= Entries provided =
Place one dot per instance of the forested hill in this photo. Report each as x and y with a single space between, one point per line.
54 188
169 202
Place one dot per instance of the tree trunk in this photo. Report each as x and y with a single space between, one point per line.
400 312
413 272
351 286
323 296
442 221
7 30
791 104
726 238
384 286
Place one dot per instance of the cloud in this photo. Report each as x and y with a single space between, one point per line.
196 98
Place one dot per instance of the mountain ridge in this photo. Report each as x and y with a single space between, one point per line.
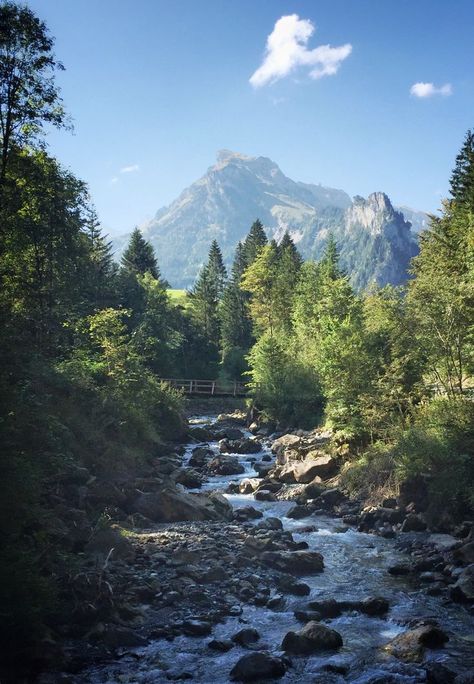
375 240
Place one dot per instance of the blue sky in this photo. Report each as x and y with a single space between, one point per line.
155 88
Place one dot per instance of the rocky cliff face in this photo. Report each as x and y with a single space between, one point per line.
374 239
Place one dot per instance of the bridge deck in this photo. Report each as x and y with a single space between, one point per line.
211 388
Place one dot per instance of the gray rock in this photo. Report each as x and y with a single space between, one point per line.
312 638
257 666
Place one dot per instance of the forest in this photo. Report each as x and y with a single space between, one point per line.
85 342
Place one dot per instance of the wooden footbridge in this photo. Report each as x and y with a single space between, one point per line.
210 388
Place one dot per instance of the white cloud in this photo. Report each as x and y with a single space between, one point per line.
429 90
287 49
130 169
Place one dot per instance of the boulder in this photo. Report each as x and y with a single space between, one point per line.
312 638
170 505
110 540
246 637
331 497
257 666
247 513
200 456
197 627
264 495
288 441
299 511
294 562
239 446
201 434
411 645
188 478
463 590
225 465
374 606
249 485
222 645
290 586
304 472
413 523
465 554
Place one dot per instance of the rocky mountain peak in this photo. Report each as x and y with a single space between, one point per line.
374 239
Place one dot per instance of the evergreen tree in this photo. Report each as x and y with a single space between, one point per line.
102 268
236 328
216 268
139 257
29 97
206 294
462 177
254 242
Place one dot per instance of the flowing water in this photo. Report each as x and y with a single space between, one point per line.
355 568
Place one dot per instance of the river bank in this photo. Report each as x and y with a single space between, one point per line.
205 595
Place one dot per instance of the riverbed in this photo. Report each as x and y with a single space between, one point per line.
355 568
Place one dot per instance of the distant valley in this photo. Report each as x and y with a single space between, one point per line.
376 240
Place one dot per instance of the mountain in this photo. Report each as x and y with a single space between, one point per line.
375 240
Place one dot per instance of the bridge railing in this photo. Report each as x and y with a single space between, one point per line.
209 387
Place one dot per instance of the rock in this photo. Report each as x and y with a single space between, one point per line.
299 511
239 446
200 434
220 645
121 637
463 590
374 606
263 469
413 523
200 456
414 491
170 505
288 441
312 638
331 497
233 433
400 569
270 524
247 513
246 637
315 465
410 645
197 627
389 503
249 485
188 478
276 603
225 465
289 586
304 472
295 562
264 495
314 488
257 666
465 678
110 540
327 609
437 673
465 554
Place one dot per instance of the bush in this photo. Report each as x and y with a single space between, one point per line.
438 444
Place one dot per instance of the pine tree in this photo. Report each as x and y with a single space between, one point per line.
236 328
207 292
254 242
216 268
139 257
462 177
102 268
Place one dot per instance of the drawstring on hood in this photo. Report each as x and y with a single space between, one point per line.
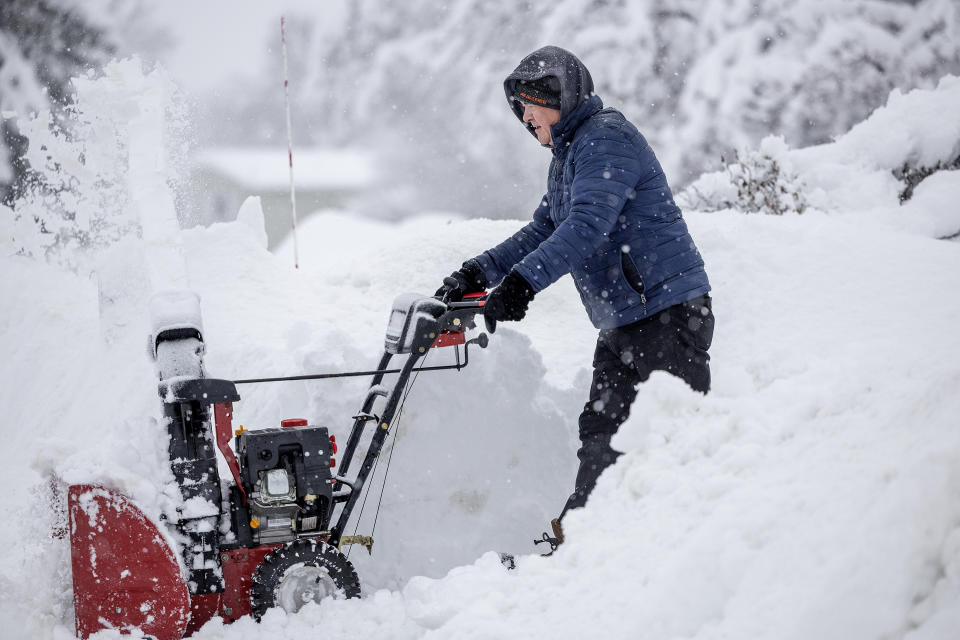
576 84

= Try it =
Please repeat every record exactly as it stands, leaving out any pictures.

= Task output =
Place one dot per instance of the forested hill in this photo. Report each as x and y with a single space between, one point per line.
54 188
169 202
Place one dot per instance of the tree trunk in this photo. Report each as x and y with a single space between, one point per line.
400 312
413 272
351 286
323 296
442 221
7 30
791 104
726 238
384 286
Place one dot per instance of the cloud in this photo. Report each as x and y with a single space between, one point per line.
196 98
Place one dot per instance of the mountain ridge in this photo. Report each as x and y with a single space between, one point per line.
375 240
Place one dot per instance of the blue sky in this photo. Report each as x and y with a single space between, one point per line.
155 88
Place one dot per instance of the rocky cliff face in this photo. Report each as x and y with a single space between, one point per line.
374 239
Place one dot per instance of the bridge deck in this photo. Report each as x and y with a single space between, one point per line.
211 388
Place one dot per instance of the gray rock in this photo. Report each as x and y with a single space between, one point per line.
312 638
257 666
Place one dot per instance of the forest in this photo. Report each as x and y with a single space between, one point per line.
85 342
Place one dot per instance of the wooden footbridge in this photo. Report each as x and y with a single space between, one point per line.
210 388
Place one dot per instance of the white cloud in this photo. Report each as x and y with a single space between, one point per line.
429 90
287 49
130 169
Place one dot per instance of the boulder in this photo. Report each as x and y with a single space between, one point per line.
312 638
170 505
110 540
246 637
331 497
257 666
247 513
200 456
197 627
264 495
288 441
299 511
294 562
239 446
201 434
411 645
188 478
463 590
225 465
374 606
249 485
222 645
290 586
304 472
413 523
465 554
Place one dot per instance of the rocky mountain peak in this photo. Report each as x and y with a single space between, one point per line.
374 239
Place one dot per instance of the evergreen tree in this photo. Report each as x and y with a single space between, one point per line.
102 268
236 328
216 268
139 257
29 97
206 294
462 177
254 242
Place one dot per instance of the flowing water in this photo. Report each as x and y with a single space between, one point per line.
355 568
Place one dot per instance of the river bank in this photo. Report each as x and y with a single space between, one point per line.
205 595
Place one dot per instance of the riverbed in this photo. Report each as x and y with a single space between, one point per line.
355 568
Place one dot per instance of the distant valley in this photo. Report each as x and y with a single space between, one point per line.
376 240
Place one dot per instance of the mountain in this photo. Report each as x and y with a single space between, one point per line.
375 240
Place one dot per instance of the bridge railing in this photo. Report each as x and y with a single space between, one point per line.
209 387
Place one dot per instance of the rock in this photo. Report each as x and y with a single space between, one point per line.
299 511
239 446
200 434
220 645
121 637
463 590
374 606
263 469
413 523
200 456
414 491
170 505
288 441
312 638
331 497
233 433
400 569
270 524
247 513
246 637
315 465
410 645
197 627
389 503
249 485
188 478
276 603
225 465
289 586
304 472
295 562
264 495
314 488
257 666
465 678
110 540
327 609
437 673
465 554
Place one dot per instance of the bush in this photo. Report each as x and y with a single space between, one point per line.
438 444
Place one dot per instance of the pine tree in this photo. Report each as x and y with a single space between, one point per line.
236 328
207 292
254 242
216 268
139 257
462 177
102 268
Place one dot per instance of the drawstring on hood in this photo. Report each as x and y with a single space between, one point per line.
576 84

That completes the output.